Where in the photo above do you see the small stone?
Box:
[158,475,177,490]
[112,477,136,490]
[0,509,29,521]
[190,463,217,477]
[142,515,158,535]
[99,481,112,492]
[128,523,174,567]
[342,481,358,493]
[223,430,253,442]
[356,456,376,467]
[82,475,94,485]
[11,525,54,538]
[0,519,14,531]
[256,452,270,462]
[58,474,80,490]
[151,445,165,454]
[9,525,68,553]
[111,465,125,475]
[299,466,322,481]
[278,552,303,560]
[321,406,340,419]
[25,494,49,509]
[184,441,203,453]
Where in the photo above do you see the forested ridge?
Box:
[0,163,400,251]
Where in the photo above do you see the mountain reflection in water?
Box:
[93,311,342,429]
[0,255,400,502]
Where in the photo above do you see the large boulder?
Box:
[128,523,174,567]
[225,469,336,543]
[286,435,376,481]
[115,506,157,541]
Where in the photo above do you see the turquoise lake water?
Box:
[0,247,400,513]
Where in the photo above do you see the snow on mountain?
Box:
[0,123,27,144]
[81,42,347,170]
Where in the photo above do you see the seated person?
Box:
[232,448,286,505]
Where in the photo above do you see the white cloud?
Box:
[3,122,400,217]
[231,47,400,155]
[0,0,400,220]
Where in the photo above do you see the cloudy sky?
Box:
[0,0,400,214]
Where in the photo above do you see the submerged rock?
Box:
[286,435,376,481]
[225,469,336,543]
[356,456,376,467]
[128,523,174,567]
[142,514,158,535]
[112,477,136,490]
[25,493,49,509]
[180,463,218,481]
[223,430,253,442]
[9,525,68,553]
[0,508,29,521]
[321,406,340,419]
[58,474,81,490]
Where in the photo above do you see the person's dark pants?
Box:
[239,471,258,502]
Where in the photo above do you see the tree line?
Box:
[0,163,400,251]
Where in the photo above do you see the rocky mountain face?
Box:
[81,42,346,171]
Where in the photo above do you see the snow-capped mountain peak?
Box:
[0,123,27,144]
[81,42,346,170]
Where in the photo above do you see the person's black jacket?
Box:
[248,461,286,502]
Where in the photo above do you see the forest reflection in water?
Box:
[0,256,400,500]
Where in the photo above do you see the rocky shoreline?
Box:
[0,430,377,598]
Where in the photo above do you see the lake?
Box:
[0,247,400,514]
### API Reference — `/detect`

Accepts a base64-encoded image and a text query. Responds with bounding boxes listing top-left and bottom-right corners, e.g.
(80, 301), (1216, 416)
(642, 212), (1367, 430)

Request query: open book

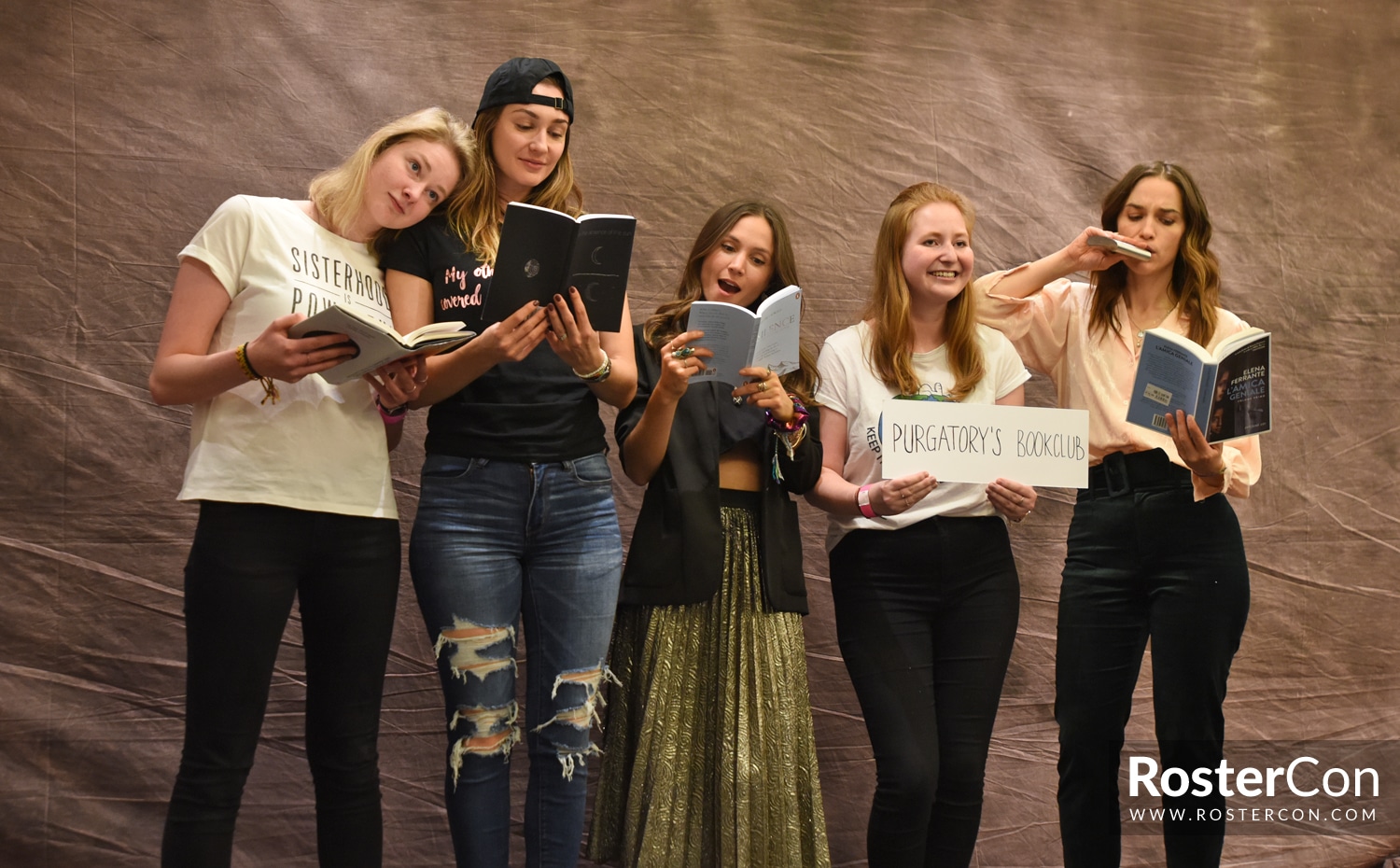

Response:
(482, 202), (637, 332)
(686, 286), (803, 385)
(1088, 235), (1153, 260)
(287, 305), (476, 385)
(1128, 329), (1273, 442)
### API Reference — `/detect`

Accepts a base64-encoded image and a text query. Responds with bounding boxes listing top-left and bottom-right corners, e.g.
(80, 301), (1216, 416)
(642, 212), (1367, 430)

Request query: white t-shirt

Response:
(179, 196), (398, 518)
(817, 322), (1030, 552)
============
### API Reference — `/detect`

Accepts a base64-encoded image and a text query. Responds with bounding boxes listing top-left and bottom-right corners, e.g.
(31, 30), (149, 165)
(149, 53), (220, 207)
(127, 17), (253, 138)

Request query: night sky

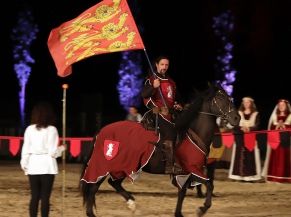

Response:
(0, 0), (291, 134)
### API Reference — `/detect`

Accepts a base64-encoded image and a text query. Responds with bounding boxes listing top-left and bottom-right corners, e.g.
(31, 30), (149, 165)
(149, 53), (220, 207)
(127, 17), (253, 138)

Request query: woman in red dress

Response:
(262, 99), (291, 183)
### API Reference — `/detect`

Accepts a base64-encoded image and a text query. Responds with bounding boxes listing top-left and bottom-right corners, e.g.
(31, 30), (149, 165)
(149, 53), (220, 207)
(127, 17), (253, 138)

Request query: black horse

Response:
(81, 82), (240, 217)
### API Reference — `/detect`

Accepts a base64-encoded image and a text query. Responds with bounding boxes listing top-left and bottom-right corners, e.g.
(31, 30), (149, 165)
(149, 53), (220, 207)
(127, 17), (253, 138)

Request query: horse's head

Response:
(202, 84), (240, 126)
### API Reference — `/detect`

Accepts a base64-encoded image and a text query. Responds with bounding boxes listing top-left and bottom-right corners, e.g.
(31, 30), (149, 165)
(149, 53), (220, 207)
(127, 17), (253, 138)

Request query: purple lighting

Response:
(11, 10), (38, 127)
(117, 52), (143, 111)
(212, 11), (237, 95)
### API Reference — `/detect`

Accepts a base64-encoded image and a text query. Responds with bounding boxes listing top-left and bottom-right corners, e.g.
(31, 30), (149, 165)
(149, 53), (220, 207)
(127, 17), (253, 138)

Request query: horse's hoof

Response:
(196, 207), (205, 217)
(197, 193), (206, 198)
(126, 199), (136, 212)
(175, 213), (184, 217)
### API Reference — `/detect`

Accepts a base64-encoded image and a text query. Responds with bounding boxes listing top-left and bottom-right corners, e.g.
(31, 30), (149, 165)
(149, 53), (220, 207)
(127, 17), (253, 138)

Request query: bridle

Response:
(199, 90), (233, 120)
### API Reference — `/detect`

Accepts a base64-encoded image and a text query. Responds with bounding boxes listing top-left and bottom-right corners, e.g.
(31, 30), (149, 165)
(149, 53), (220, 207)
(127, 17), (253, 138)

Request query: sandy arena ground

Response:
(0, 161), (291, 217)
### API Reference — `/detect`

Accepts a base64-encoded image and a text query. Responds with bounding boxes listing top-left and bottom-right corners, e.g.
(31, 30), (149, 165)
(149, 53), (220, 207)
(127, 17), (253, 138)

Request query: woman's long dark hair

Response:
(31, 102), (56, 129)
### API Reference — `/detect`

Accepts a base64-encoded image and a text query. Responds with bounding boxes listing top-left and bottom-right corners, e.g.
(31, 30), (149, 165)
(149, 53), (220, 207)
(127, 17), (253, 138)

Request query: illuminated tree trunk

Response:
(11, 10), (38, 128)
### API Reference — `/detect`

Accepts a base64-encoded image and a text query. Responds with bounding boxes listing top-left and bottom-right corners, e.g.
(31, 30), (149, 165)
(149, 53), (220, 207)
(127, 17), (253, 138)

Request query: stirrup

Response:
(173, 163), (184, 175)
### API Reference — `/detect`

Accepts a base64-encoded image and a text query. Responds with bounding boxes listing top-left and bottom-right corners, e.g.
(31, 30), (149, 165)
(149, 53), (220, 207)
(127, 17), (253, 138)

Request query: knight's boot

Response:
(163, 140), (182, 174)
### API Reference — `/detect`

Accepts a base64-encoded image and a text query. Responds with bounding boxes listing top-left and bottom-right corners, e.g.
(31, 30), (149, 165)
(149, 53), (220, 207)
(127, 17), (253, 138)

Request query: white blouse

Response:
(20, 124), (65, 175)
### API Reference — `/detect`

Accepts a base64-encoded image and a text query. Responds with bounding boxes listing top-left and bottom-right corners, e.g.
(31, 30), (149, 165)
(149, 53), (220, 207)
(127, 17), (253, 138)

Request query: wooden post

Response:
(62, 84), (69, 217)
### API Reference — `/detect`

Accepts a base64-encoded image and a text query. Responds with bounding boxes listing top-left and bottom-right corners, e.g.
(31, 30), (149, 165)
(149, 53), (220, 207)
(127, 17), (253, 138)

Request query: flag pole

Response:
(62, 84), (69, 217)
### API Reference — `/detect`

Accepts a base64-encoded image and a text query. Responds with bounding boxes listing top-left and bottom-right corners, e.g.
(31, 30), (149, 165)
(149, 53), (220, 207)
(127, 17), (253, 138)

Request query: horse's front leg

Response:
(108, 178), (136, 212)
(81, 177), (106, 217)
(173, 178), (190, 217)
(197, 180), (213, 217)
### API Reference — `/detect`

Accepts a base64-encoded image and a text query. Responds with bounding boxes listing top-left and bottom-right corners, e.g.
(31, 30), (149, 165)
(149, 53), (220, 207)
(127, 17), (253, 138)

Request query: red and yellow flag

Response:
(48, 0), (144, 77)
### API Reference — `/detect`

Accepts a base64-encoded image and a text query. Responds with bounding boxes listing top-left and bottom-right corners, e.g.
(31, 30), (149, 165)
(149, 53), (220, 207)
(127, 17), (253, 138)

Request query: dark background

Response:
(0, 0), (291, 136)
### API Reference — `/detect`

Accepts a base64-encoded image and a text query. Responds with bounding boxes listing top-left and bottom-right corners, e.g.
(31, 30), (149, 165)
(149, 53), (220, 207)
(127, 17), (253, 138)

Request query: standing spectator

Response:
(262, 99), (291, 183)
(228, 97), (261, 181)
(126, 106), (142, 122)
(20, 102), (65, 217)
============
=== Exercise aim ===
Edit the records from the line containing "Where in the photo above do you see the rocky mountain" down through the line containing "(817, 322), (1030, 552)", swapping "Request query" for "Search query" and keeping everything else the same. Omit the pictures from your answer.

=== Exercise solution ===
Where in the photo above do you see the rocky mountain face?
Box:
[81,42,346,171]
Where in the photo above do you see the snow-capped mountain peak?
Box:
[0,123,27,144]
[81,42,346,170]
Where in the photo above do you see the person's black jacket?
Box:
[248,461,286,502]
Where in the photo above do you see the forest reflection in water?
Box:
[0,256,400,500]
Where in the photo above do you see the rocky shoreline?
Box:
[0,430,377,598]
Where in the photo above do you see the lake?
Box:
[0,247,400,514]
### API Reference — `/detect`

Accepts a base64-encoded image and a text query. Responds with bounding boxes listing top-left and bottom-right corners, e.g.
(80, 301), (1216, 416)
(642, 212), (1367, 430)

Search query: open book


Response:
(482, 202), (637, 332)
(686, 286), (803, 385)
(1088, 235), (1153, 260)
(287, 305), (476, 385)
(1128, 329), (1273, 442)
### API Reference — `/detect`

Accepts a base64-encoded image and a text query. Responds with bounding boxes listing top-left and bottom-right corners, e.g.
(80, 301), (1216, 416)
(642, 212), (1367, 430)

Search query: white t-shirt

Response:
(179, 196), (398, 518)
(817, 322), (1030, 552)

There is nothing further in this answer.